**Short exercise**
Using the dissertation abstract, explain in one to three sentences why the author calls the project's approach to migration studies different.

**Article**
+++++

Immigration practitioners, brokers, agents: investigating the immigration industry in South Africa

Type Thesis or Dissertation - Master of Arts in Migration and Displacement
Title Immigration practitioners, brokers, agents: investigating the immigration industry in South Africa
Author(s)
Publication (Day/Month/Year) 2015
URL http://wiredspace.wits.ac.za/bitstream/handle/10539/18425/731946​dissertation.pdf?sequence=2&isAllowed=y
Abstract
Most research in the field of migration studies focuses on providing either a sociology of
migrants or a political analysis of the regulations which govern immigration. In this research
project I have taken a different, structural approach to the field by studying the immigration
industry in South Africa through the lens provided by immigration intermediaries.
This research examines who immigration intermediaries are; the role they play in and around
immigration structures; and the relationship between the Department of Home Affairs (DHA),
immigration intermediaries, and immigrants. By using data collected in 16 qualitative, in-depth
interviews with actors in the industry, primarily immigration practitioners, the primary aim of
this research is to document and analyse the role of immigration intermediaries within the
South African immigration industry and the role they have in shaping emerging structures
around immigration.

+++++

**Data excerpt**

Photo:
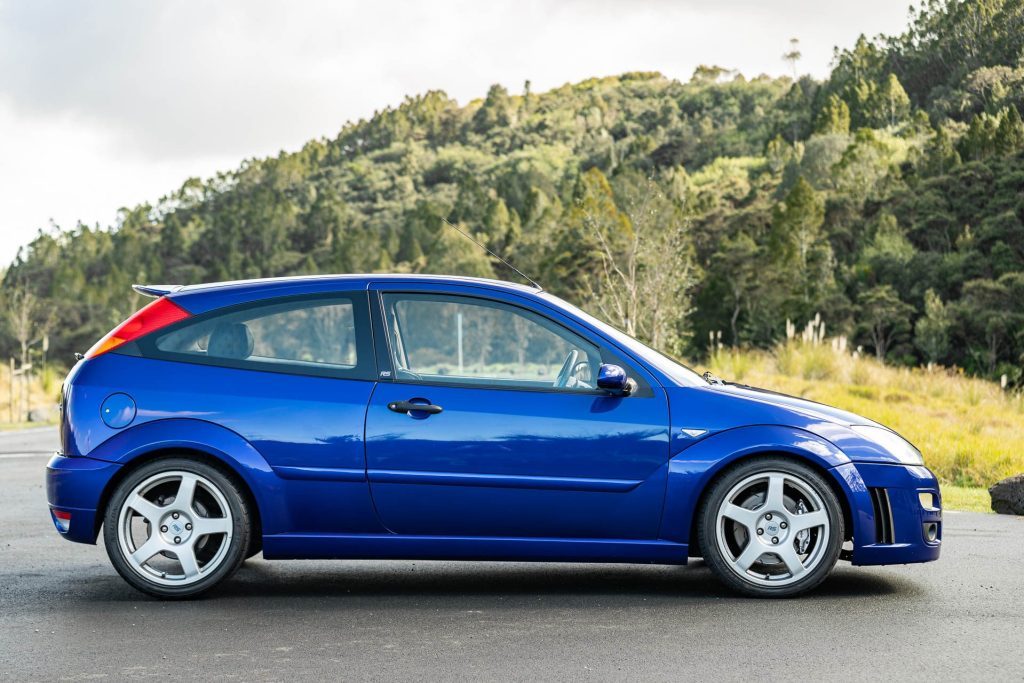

+++++

**Problem solution**
Most research in migration studies offers either a sociology of migrants or a political analysis of the regulations that govern immigration. This project instead takes a structural approach. It studies South Africa's immigration industry through the lens of immigration intermediaries.